Exercise - Please retype the essay introduction on three plays word for word, everything from "Hamlet by William" down to "the protagonists live.".

START Text segment

Hamlet by William Shakespeare, A Doll’s House by Henrik Ibsen and Death of a Salesman by Arthur Miller are separated by time, language and culture. All three are still widely performed all over the world. What is their appeal? Throughout the ages, theatre has evolved through many genres, styles and forms. However, many people would agree that all drama needs some sort of conflict in order to succeed. In my essay, I will discuss the three plays mentioned above in order to demonstrate that they all contain a mixture of conflict in the main character’s private life together with a public conflict with the society in which the protagonists live.

END Text segment
START Material shown

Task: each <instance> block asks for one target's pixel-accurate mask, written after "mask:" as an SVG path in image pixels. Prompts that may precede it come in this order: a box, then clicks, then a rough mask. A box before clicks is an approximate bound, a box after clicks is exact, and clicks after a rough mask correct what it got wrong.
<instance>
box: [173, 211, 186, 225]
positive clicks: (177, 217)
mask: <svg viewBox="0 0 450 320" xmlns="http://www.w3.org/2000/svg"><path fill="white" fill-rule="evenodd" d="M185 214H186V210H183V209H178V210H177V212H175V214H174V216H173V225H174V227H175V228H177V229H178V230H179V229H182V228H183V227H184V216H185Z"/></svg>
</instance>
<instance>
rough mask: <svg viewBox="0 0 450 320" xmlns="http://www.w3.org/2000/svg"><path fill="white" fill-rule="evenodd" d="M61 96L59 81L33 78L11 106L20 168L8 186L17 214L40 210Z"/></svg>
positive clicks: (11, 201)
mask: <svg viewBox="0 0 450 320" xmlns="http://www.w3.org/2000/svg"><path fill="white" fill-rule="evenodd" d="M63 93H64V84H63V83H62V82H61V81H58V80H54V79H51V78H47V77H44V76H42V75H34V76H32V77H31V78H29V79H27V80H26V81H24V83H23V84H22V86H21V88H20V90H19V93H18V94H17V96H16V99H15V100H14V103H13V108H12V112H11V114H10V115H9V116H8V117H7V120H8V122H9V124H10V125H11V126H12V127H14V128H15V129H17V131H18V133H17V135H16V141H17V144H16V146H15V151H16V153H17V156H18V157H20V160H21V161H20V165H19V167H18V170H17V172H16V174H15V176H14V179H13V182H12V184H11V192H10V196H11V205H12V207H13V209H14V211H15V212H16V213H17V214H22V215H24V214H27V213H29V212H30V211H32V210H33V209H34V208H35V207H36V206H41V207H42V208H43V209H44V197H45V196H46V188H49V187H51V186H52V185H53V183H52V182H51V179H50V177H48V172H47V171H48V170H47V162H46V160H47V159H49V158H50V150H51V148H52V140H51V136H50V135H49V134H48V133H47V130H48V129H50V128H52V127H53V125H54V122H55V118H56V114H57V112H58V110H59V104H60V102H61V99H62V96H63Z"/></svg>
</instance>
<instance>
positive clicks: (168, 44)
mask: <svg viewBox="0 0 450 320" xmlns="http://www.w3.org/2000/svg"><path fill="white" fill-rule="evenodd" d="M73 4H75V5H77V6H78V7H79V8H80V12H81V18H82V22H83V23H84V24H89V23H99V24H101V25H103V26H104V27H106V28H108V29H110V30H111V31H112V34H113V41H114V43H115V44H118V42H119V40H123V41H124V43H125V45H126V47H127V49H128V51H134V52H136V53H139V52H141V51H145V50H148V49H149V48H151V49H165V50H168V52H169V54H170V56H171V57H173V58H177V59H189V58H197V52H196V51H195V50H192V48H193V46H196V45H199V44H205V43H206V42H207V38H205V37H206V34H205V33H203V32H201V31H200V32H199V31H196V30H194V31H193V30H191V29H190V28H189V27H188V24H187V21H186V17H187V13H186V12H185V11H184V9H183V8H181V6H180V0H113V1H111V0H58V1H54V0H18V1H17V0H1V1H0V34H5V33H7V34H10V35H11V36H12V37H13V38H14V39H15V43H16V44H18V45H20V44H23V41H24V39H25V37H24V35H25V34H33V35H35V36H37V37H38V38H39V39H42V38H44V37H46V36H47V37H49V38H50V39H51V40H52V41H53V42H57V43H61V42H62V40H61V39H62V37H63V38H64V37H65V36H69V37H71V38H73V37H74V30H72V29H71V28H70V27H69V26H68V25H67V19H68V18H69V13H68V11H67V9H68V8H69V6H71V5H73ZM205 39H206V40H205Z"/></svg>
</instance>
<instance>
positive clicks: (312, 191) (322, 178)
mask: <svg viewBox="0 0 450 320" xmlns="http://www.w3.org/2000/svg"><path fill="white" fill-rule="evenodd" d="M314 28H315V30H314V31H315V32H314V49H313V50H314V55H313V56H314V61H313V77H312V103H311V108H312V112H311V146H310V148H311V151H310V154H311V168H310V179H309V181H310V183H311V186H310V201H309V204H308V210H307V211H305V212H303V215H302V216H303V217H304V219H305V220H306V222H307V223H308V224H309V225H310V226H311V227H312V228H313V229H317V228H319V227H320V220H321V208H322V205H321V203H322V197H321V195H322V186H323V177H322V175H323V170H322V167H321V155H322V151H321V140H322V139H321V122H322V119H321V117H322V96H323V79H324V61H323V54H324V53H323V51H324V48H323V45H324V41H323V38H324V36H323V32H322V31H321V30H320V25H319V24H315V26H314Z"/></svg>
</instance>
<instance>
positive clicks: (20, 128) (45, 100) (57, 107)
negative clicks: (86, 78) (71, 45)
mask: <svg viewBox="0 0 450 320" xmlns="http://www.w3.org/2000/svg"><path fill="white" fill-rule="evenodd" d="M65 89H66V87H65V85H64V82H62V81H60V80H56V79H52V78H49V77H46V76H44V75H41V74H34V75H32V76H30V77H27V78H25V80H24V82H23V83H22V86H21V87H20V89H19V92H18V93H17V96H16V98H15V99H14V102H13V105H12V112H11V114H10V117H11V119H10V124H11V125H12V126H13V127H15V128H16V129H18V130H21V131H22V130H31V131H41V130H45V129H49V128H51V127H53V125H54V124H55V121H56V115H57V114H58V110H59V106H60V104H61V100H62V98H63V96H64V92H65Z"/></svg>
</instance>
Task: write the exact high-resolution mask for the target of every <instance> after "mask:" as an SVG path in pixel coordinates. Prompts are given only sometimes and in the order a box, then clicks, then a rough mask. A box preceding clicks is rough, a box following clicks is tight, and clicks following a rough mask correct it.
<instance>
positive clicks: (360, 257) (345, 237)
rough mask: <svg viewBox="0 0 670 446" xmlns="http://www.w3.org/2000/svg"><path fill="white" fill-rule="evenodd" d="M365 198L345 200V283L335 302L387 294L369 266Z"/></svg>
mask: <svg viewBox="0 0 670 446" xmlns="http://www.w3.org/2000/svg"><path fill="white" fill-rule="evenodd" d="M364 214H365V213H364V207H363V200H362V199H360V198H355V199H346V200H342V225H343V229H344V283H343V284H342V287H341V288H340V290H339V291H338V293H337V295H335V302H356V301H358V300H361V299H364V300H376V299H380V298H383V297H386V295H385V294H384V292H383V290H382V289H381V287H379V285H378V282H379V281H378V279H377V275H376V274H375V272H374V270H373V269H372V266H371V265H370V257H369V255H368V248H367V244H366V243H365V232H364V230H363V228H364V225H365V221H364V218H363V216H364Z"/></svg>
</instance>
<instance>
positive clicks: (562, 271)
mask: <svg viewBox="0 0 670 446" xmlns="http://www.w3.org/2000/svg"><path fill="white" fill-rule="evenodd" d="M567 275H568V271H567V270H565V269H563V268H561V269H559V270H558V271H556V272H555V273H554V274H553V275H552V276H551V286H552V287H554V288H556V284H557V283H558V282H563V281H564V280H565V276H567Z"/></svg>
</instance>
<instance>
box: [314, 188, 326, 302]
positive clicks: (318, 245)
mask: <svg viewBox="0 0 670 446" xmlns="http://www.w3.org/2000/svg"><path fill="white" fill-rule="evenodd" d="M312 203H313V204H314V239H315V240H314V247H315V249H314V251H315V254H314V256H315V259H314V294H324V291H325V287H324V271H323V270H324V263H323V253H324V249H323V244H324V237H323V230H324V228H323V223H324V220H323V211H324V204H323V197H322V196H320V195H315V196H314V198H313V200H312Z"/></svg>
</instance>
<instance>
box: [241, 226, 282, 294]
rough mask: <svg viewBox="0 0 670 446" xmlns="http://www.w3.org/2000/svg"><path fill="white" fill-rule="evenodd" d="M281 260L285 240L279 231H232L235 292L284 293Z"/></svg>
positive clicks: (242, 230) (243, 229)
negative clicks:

END Material shown

Output for this exercise -
Hamlet by William Shakespeare, A Doll’s House by Henrik Ibsen and Death of a Salesman by Arthur Miller are separated by time, language and culture. All three are still widely performed all over the world. What is their appeal? Throughout the ages, theatre has evolved through many genres, styles and forms. However, many people would agree that all drama needs some sort of conflict in order to succeed. In my essay, I will discuss the three plays mentioned above in order to demonstrate that they all contain a mixture of conflict in the main character’s private life together with a public conflict with the society in which the protagonists live.